======== Teks Sumber

Thursday, November 18, 2010

It's Possible

by : Giacinta Hanna

It's impossible life without difficulty
It's impossible life without restriction
It's impossible life without negative challange
It's impossible life without disappointment

So, how must we do through the life with sincere?
It's suspended from us.
Does we have a spirit and courage?
Does we have a bravery and commitment to pursue our future goals?

If we have all,
we have showed to everybody,
that whatever we want,
whatever we believe,
if hard fought and fixation,
everything will be possible.
Believe it.

Thursday, October 28, 2010

Bung! Please,......
(Giacinta Hanna)

Aku jenuh, bung!
mendengar keluhanmu setiap hari.
Aku bosan, bung!
menjawab teguranmu setiap sore.
Aku muak, bung!
Menerima kritikanmu setiap saat.

Aku adalah aku
Sudah kubuat yang ku mampu
Sudah maksimal usahaku
Jadi bedindepun aku mau.

Hanya senyum yang ku perlu
Canda tawa tanpa seteru
Jalani hidup jauhi risau
Dan nyaman bersamamu.

Sunday, September 19, 2010

TIGA GENERASI

(Giacinta Hanna)

Ketika kutemui mereka, yang terpampang hanya wajah kusut penuh persoalan. Entah apa yang sedang terjadi pada mereka. Entah apa pula yang meresahkan hati keduanya. Ku hanya melihat raut wajah tua yang tidak bahagia. Ya, Tuhan. Aku telah melalaikan mereka sampai-sampai tidak tahu apa yang sedang dialami.

================
======== Daftar Catatan

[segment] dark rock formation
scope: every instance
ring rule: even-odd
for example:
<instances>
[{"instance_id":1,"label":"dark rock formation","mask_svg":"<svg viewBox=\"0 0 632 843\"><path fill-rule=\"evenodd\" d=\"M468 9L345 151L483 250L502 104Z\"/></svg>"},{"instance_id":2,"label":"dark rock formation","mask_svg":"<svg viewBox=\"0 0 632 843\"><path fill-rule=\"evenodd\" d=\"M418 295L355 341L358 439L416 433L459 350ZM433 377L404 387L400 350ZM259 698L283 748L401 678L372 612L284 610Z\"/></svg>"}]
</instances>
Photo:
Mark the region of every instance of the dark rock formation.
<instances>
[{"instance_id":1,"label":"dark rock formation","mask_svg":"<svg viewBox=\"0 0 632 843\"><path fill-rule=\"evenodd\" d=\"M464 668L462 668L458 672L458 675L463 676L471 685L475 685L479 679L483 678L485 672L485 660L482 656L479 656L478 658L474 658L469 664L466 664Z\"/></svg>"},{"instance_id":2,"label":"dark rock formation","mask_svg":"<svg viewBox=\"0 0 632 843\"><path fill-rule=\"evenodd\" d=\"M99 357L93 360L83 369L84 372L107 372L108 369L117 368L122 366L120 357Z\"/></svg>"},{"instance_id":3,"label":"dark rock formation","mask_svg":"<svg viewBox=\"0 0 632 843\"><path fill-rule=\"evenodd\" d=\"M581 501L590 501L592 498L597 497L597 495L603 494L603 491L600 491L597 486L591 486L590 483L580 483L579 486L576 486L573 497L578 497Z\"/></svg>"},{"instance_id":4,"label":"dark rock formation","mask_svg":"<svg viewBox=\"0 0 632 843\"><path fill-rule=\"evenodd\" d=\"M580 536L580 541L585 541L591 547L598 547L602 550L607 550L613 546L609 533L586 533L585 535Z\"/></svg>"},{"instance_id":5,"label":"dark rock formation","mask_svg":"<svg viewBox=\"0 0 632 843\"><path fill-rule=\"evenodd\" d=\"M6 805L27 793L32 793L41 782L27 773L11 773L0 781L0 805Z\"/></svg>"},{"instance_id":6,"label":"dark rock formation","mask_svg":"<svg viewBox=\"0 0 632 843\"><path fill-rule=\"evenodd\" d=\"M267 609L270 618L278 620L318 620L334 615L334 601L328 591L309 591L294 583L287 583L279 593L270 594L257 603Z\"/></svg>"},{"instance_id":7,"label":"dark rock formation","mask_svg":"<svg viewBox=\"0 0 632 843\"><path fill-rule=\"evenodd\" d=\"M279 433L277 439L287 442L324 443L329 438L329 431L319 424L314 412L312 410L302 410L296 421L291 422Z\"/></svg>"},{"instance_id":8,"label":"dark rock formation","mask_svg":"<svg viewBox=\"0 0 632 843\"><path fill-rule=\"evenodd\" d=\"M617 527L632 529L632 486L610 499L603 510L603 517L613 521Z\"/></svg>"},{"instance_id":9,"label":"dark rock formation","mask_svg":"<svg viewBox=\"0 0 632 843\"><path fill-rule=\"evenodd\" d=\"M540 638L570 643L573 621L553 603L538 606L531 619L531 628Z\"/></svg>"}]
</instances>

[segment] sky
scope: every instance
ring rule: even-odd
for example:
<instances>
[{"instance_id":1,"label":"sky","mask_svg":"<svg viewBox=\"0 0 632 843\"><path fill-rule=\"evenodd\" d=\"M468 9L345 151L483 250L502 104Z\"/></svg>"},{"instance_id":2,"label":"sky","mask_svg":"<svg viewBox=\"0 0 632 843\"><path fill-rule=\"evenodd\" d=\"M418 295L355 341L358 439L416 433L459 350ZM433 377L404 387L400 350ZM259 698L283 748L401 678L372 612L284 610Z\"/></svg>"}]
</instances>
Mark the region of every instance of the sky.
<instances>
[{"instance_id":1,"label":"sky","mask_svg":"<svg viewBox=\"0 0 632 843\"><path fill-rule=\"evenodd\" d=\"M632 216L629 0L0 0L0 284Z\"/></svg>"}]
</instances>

================

### Soal Latihan
A - Tulis ulang bagian teks sumber dari "Aku adalah aku" sampai "Dan nyaman bersamamu.", dan ganti "senyum" dengan "pelukan".
B - Susun ulang catatan dari baris yang memuat "[segment] sky" sampai akhir catatan, termasuk baris pertama dan terakhirnya, menjadi CSV dua kolom bernama tugas dan jawaban. Buat satu baris untuk setiap permintaan, lalu isi teks permintaan dan jawabannya masing-masing dalam satu kolom bertanda kutip, dengan setiap pergantian baris diubah menjadi spasi.

### Daftar Jawaban
A -
Aku adalah aku
Sudah kubuat yang ku mampu
Sudah maksimal usahaku
Jadi bedindepun aku mau.

Hanya pelukan yang ku perlu
Canda tawa tanpa seteru
Jalani hidup jauhi risau
Dan nyaman bersamamu.

B -
tugas,jawaban
"[segment] sky scope: every instance ring rule: even-odd for example: <instances> [{""instance_id"":1,""label"":""sky"",""mask_svg"":""<svg viewBox=\""0 0 632 843\""><path fill-rule=\""evenodd\"" d=\""M468 9L345 151L483 250L502 104Z\""/></svg>""},{""instance_id"":2,""label"":""sky"",""mask_svg"":""<svg viewBox=\""0 0 632 843\""><path fill-rule=\""evenodd\"" d=\""M418 295L355 341L358 439L416 433L459 350ZM433 377L404 387L400 350ZM259 698L283 748L401 678L372 612L284 610Z\""/></svg>""}] </instances> Mark the region of every instance of the sky.","<instances> [{""instance_id"":1,""label"":""sky"",""mask_svg"":""<svg viewBox=\""0 0 632 843\""><path fill-rule=\""evenodd\"" d=\""M632 216L629 0L0 0L0 284Z\""/></svg>""}] </instances>"